### INFORMATION PROVIDED
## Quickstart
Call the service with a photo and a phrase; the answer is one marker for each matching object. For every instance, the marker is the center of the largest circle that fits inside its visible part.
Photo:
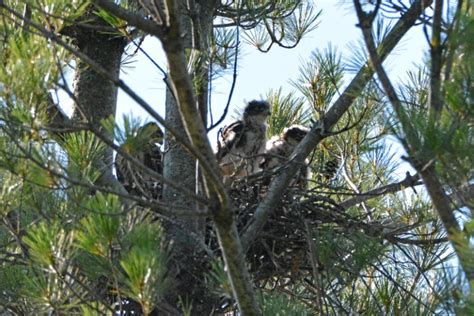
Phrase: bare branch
(134, 19)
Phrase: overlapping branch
(320, 130)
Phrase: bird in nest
(144, 145)
(242, 143)
(279, 149)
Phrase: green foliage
(320, 79)
(286, 110)
(99, 230)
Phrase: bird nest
(281, 248)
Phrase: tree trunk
(191, 263)
(96, 96)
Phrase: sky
(258, 72)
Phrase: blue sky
(260, 72)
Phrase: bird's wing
(230, 136)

### WHAT NEEDS TO BE DONE
Apart from the pictures, return the records exactly.

### RESULT FOR THIS TASK
## Quickstart
Call the service with a photo and a phrase; the answer is one marker for each matching object. For every instance, the marker is the center of the largest circle that fits inside its visible part.
Photo:
Phrase: bare branch
(134, 19)
Phrase: overlapping branch
(320, 130)
Phrase: bird in nest
(144, 145)
(242, 143)
(279, 149)
Phrase: green foliage
(320, 79)
(286, 110)
(99, 230)
Phrase: bird nest
(281, 248)
Phrase: tree trunk
(191, 263)
(96, 96)
Phrase: sky
(258, 72)
Phrase: blue sky
(260, 72)
Phrase: bird's wing
(230, 136)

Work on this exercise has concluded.